__Aim of the task__
Reproduce each of the records below word for word, without the pictures.
§
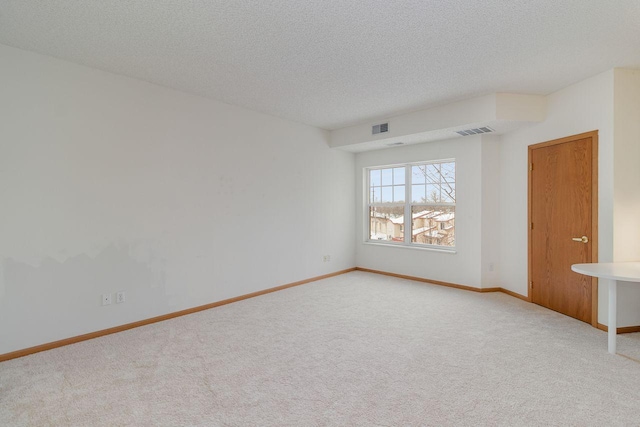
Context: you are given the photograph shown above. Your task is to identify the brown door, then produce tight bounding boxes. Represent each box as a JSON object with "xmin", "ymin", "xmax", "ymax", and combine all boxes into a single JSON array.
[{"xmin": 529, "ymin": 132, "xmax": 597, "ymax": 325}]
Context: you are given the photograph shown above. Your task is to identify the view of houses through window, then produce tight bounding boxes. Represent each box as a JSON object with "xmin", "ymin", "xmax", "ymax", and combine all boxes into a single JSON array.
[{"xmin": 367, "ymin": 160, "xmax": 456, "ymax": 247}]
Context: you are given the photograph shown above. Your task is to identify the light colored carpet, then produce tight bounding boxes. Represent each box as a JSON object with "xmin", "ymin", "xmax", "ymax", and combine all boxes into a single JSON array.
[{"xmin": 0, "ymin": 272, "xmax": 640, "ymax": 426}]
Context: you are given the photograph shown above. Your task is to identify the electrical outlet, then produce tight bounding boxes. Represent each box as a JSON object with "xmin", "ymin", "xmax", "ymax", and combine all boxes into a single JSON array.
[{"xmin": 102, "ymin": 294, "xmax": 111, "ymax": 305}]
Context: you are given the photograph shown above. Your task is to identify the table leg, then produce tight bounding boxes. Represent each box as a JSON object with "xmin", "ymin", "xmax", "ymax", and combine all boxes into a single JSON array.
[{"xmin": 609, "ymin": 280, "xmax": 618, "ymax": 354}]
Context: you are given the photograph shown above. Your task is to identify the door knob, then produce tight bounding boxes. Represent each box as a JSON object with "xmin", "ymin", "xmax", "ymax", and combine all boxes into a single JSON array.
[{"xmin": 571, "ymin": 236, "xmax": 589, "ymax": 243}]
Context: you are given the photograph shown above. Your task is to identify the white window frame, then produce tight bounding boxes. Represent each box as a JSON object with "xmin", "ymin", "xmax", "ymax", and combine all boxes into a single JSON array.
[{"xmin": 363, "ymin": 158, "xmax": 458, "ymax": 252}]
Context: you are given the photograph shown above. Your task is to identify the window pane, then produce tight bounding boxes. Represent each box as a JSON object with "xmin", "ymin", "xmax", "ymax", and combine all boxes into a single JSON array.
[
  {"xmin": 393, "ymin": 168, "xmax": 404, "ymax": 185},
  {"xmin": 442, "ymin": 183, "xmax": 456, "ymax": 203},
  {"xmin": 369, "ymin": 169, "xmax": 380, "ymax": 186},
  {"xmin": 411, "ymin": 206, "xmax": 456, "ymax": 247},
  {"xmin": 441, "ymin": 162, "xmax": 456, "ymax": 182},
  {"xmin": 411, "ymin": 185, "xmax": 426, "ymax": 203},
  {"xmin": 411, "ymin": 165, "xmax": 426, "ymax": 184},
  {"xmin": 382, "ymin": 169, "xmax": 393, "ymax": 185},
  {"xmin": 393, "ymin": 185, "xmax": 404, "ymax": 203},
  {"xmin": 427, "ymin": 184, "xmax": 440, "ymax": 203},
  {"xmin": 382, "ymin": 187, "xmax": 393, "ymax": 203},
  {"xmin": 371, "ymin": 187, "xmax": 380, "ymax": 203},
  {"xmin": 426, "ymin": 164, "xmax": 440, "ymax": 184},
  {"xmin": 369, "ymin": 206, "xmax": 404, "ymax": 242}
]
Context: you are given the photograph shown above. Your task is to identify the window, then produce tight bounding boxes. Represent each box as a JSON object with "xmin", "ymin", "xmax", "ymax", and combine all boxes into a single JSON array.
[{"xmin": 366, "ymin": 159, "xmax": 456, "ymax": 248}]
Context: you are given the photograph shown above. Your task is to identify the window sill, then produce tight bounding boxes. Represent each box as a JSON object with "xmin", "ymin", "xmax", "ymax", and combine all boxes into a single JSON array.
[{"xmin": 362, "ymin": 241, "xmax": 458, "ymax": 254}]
§
__Exercise response__
Context: you are given the photograph shown above. Your task is to identify the brown door, then produce tight bounding boxes. Represent each box as a JSON object with "xmin", "ymin", "xmax", "ymax", and combine all boxes into a single JSON array.
[{"xmin": 529, "ymin": 132, "xmax": 597, "ymax": 325}]
Context: you are given the photograph shown above. Your task is to identify the view of houses through window, then produce tight bounding boxes. Represent each box as a JSON object with "xmin", "ymin", "xmax", "ymax", and combine all boxes into a single JSON array.
[{"xmin": 367, "ymin": 160, "xmax": 456, "ymax": 247}]
Context: you are given the photograph shown above. Your task is to identify the light colored carpet, then produce tight bounding boxes. Represent each box as a JSON object with "xmin", "ymin", "xmax", "ymax", and combine all boxes into a single JSON array.
[{"xmin": 0, "ymin": 272, "xmax": 640, "ymax": 426}]
Context: you are given the photograph shown above. Your task is to identify the electrical outlet, then produce tight bounding boxes. Represent each box as a JSON object with "xmin", "ymin", "xmax", "ymax", and combine all boxes into a single JSON array.
[{"xmin": 102, "ymin": 294, "xmax": 111, "ymax": 305}]
Context: you are given the photograph shown above. Your task is to identify the table leg, then produce tight bounding boxes. Represent each box as a JSON object with "xmin", "ymin", "xmax", "ymax", and combine all boxes into a single JSON array.
[{"xmin": 609, "ymin": 280, "xmax": 618, "ymax": 354}]
Context: you are given the photograph shown above. Your task is to identify the door knob, then produce tight bounding boxes. Represent each box as a JSON object with "xmin", "ymin", "xmax", "ymax", and combine all boxes into a single JSON array.
[{"xmin": 571, "ymin": 236, "xmax": 589, "ymax": 243}]
Context: you are given the photograph shown above. Your task is to identify the white window frame, then produce tight bounding boxes. Represent each box as a JSON object with "xmin", "ymin", "xmax", "ymax", and combine all boxes into a single JSON array.
[{"xmin": 363, "ymin": 158, "xmax": 458, "ymax": 252}]
Context: you are given the photograph shown above. Your task is to identify the window pane, then produce tight bounding boxes. Represent each box as a JSON object with "xmin", "ymin", "xmax", "ymax", and combine all boxes into a single JSON array.
[
  {"xmin": 393, "ymin": 168, "xmax": 404, "ymax": 185},
  {"xmin": 442, "ymin": 183, "xmax": 456, "ymax": 203},
  {"xmin": 369, "ymin": 169, "xmax": 380, "ymax": 186},
  {"xmin": 411, "ymin": 206, "xmax": 456, "ymax": 247},
  {"xmin": 441, "ymin": 162, "xmax": 456, "ymax": 182},
  {"xmin": 411, "ymin": 185, "xmax": 426, "ymax": 203},
  {"xmin": 411, "ymin": 165, "xmax": 426, "ymax": 184},
  {"xmin": 382, "ymin": 169, "xmax": 393, "ymax": 185},
  {"xmin": 393, "ymin": 185, "xmax": 404, "ymax": 203},
  {"xmin": 427, "ymin": 184, "xmax": 440, "ymax": 203},
  {"xmin": 382, "ymin": 187, "xmax": 393, "ymax": 203},
  {"xmin": 371, "ymin": 187, "xmax": 380, "ymax": 203},
  {"xmin": 426, "ymin": 164, "xmax": 440, "ymax": 184},
  {"xmin": 369, "ymin": 206, "xmax": 404, "ymax": 242}
]
Context: you are given the photograph shown above. Your task is to identify the window, then produce tight bounding boxes. Represent each box as a JSON object with "xmin", "ymin", "xmax", "ymax", and combine all boxes into a single JSON array.
[{"xmin": 366, "ymin": 159, "xmax": 456, "ymax": 248}]
Context: you are given the photograph shown above. Your task is to identify the window sill, then produce tight bounding boxes. Represent each box as a JSON object with "xmin", "ymin", "xmax", "ymax", and combine all boxes into a single JSON array.
[{"xmin": 362, "ymin": 241, "xmax": 458, "ymax": 254}]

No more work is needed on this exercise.